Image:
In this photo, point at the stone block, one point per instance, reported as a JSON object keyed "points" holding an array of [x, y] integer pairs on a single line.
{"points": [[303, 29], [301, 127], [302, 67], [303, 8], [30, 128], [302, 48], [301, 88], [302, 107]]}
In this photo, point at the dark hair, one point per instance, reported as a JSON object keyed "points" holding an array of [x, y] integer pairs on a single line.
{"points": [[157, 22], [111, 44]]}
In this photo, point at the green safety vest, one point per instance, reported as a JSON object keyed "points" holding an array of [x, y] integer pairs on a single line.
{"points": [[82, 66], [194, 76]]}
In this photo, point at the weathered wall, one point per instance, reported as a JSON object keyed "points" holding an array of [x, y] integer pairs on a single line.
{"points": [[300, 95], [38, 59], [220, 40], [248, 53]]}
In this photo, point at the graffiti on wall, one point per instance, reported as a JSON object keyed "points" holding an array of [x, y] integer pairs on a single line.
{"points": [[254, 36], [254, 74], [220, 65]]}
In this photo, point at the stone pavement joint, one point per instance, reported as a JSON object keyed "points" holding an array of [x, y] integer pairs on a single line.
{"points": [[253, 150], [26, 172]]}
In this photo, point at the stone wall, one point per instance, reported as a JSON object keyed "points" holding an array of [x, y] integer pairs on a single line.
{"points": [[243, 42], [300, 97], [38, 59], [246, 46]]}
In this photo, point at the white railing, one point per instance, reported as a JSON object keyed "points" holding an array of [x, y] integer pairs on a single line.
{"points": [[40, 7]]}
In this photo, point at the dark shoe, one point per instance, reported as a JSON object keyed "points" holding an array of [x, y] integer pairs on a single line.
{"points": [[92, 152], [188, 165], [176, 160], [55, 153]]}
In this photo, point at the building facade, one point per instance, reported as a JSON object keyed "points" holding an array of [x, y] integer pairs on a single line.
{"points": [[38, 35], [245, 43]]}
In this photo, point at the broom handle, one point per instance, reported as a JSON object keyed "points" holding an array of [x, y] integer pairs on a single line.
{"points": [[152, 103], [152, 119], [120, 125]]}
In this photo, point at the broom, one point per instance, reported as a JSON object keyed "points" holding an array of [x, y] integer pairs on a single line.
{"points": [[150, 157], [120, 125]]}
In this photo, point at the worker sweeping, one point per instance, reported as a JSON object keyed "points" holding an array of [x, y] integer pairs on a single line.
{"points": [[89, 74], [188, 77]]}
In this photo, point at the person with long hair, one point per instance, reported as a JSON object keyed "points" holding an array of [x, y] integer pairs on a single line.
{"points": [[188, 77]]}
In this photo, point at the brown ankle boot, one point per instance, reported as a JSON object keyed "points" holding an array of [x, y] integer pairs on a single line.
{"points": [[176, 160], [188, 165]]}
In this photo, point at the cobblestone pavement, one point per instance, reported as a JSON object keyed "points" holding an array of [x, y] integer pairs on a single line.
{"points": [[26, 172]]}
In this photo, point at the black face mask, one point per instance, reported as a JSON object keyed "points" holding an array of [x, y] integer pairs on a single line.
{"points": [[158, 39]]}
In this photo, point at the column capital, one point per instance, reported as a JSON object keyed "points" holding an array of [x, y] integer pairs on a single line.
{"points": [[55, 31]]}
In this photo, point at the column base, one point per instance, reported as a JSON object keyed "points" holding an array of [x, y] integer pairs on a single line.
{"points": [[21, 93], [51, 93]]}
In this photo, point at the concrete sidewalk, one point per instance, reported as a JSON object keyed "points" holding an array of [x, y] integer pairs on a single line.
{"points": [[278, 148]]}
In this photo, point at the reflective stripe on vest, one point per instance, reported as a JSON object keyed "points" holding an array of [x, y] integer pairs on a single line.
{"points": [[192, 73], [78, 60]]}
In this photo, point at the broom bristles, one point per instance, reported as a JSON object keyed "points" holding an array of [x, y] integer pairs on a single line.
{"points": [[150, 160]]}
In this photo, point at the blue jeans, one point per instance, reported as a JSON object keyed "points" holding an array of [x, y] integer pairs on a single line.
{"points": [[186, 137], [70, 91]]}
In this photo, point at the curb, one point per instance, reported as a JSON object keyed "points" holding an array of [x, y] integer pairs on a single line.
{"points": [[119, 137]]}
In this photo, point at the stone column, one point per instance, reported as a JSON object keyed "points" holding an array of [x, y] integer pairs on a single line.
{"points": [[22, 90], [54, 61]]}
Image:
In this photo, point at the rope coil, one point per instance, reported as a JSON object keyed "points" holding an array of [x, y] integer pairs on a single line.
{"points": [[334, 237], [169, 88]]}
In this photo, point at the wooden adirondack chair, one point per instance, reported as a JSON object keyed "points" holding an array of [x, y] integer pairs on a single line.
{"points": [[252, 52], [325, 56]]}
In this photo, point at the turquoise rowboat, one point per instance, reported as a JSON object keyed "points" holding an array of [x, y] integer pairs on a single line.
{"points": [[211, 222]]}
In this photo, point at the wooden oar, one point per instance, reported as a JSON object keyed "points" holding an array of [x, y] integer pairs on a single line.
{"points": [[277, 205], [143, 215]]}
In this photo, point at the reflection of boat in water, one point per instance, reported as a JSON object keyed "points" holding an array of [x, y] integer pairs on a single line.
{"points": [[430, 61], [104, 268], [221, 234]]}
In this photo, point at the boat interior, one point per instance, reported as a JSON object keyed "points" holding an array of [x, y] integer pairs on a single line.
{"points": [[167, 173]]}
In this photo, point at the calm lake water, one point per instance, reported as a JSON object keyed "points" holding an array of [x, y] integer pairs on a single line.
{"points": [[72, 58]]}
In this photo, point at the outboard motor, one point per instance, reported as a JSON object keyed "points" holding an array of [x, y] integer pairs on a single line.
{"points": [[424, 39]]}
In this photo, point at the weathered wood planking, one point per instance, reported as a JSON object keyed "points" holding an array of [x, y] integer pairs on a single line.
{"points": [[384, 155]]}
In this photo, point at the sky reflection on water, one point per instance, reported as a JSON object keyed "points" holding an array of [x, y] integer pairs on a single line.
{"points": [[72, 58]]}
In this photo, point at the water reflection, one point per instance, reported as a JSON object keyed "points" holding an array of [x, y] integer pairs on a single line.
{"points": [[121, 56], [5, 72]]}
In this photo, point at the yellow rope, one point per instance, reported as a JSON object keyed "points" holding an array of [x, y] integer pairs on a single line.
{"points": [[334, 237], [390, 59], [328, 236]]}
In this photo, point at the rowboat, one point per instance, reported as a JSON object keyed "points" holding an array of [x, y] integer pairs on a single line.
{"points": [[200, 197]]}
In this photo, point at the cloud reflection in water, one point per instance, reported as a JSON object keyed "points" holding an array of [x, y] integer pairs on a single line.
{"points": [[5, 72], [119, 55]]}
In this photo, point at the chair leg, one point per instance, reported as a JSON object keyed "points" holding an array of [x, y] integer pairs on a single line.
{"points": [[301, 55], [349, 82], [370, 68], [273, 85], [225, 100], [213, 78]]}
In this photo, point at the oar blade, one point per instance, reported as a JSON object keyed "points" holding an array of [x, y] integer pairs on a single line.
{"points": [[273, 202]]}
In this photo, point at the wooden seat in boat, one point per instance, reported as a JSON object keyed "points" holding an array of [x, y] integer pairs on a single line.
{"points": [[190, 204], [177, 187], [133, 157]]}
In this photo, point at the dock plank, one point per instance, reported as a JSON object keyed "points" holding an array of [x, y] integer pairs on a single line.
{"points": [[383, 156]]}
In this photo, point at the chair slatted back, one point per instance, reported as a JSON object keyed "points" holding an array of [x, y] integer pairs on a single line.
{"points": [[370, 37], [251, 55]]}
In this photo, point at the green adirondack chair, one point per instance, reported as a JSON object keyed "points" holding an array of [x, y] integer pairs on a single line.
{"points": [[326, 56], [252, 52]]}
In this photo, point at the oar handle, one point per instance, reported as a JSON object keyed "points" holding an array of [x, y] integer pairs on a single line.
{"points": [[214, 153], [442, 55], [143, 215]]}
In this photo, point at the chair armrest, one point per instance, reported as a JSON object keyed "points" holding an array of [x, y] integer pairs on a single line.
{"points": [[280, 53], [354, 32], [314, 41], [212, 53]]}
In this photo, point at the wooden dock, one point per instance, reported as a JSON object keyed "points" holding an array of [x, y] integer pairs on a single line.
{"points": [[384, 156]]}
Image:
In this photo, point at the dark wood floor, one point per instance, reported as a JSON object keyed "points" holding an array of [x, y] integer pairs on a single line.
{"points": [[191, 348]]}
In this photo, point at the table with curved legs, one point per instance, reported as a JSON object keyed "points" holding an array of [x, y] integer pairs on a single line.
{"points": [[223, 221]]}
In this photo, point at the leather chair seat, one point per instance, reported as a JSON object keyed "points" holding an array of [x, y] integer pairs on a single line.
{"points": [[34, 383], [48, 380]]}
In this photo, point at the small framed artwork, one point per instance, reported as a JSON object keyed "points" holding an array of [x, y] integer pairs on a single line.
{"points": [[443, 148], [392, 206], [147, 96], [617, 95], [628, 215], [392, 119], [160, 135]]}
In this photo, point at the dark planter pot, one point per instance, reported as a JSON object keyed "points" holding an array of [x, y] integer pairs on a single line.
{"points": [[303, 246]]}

## Exercise directions
Find the line with "In this photo, point at the wooden dock, one" in the listing above, then write out that line and each remaining line exactly, with no other text.

## Result for this exercise
In this photo, point at the wooden dock, one point per instance, reported as a JSON object keyed "points" holding an array of [x, y] integer pairs on a single line.
{"points": [[384, 156]]}
Image:
In this photo, point at the dark wood floor, one point per instance, reported as a JSON object keyed "points" holding an array of [x, y] integer pairs on a single line.
{"points": [[191, 348]]}
In this photo, point at the table with curved legs, one point per instance, reported as a JSON object keyed "points" holding an array of [x, y] integer pairs on a single line.
{"points": [[223, 221]]}
In this photo, point at the leather chair seat, one point per instance, reported as a JSON object keyed "points" holding an array of [x, y] integer pairs on a single line.
{"points": [[34, 383], [48, 380]]}
In this photo, point at the small framed artwork, one point per instance, reported as a JSON object keyed "points" holding an array of [x, y] integer pairs on a single line.
{"points": [[443, 148], [392, 206], [147, 96], [617, 95], [628, 215], [392, 119], [160, 135]]}
In this photo, point at the dark planter pot, one point per instance, reported as a JSON object keyed "points" holding an array of [x, y] integer pairs on a single line.
{"points": [[303, 246]]}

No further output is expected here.